++++ The data
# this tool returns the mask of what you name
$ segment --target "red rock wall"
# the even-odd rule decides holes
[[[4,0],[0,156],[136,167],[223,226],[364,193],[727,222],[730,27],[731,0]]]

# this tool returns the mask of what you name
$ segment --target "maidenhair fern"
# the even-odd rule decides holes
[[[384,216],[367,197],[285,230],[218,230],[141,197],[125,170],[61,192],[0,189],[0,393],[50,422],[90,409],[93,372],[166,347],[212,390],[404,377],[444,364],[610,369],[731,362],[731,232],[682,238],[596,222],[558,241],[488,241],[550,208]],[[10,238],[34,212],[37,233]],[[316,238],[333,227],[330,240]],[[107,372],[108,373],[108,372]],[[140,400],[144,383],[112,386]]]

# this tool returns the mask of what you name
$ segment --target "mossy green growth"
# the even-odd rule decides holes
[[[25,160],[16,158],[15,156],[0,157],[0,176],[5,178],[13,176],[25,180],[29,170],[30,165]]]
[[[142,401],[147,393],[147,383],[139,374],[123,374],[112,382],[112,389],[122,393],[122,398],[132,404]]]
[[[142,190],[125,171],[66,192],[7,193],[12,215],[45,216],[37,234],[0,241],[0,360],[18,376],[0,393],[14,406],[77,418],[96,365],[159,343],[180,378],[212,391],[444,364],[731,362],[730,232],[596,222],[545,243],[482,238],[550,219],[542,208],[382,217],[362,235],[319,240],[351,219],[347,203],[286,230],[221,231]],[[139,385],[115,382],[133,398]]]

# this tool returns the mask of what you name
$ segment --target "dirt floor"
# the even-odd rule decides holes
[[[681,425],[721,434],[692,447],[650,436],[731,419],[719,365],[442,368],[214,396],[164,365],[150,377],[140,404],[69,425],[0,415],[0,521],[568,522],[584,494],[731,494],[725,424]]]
++++++++
§ **Work required**:
Please print all of the records above again, line for line, without changing anything.

§ **The output**:
# this tool returns the mask of what you name
$ segment --target "red rock wall"
# the even-odd rule decides holes
[[[4,0],[0,156],[136,167],[223,226],[364,193],[727,222],[730,27],[731,0]]]

# this tool returns the mask of what you name
$ segment --target "maidenhair fern"
# the even-odd rule decides holes
[[[384,216],[367,197],[285,230],[218,230],[141,197],[125,170],[61,192],[0,189],[0,393],[50,422],[90,409],[93,372],[166,347],[212,390],[404,377],[444,364],[610,369],[731,362],[731,232],[682,238],[596,222],[558,241],[488,241],[550,208]],[[10,238],[34,212],[37,233]],[[316,238],[333,227],[330,240]],[[107,372],[108,373],[108,372]],[[140,400],[144,383],[112,386]]]

# this tool returns the mask of what you name
$ segment --target "mossy green growth"
# the even-odd rule decides holes
[[[25,160],[16,158],[15,156],[0,157],[0,176],[5,178],[13,176],[25,180],[29,170],[30,165]]]
[[[142,401],[147,393],[147,383],[139,374],[123,374],[112,382],[112,389],[122,393],[122,398],[132,404]]]
[[[142,190],[125,171],[66,192],[7,193],[12,215],[45,216],[37,234],[0,241],[0,360],[18,376],[0,393],[14,406],[77,418],[96,365],[159,343],[180,378],[212,391],[444,364],[731,362],[730,232],[596,222],[545,243],[482,238],[550,219],[542,208],[382,217],[362,235],[319,240],[351,219],[347,203],[286,230],[221,231]],[[139,385],[115,382],[133,398]]]

# this tool returns the mask of what you name
$ segment --target "dirt floor"
# the even-odd rule decides holes
[[[681,425],[721,434],[692,447],[650,436],[731,419],[719,365],[442,368],[214,396],[164,365],[150,377],[140,404],[69,425],[0,415],[0,521],[568,522],[584,494],[731,494],[725,424]]]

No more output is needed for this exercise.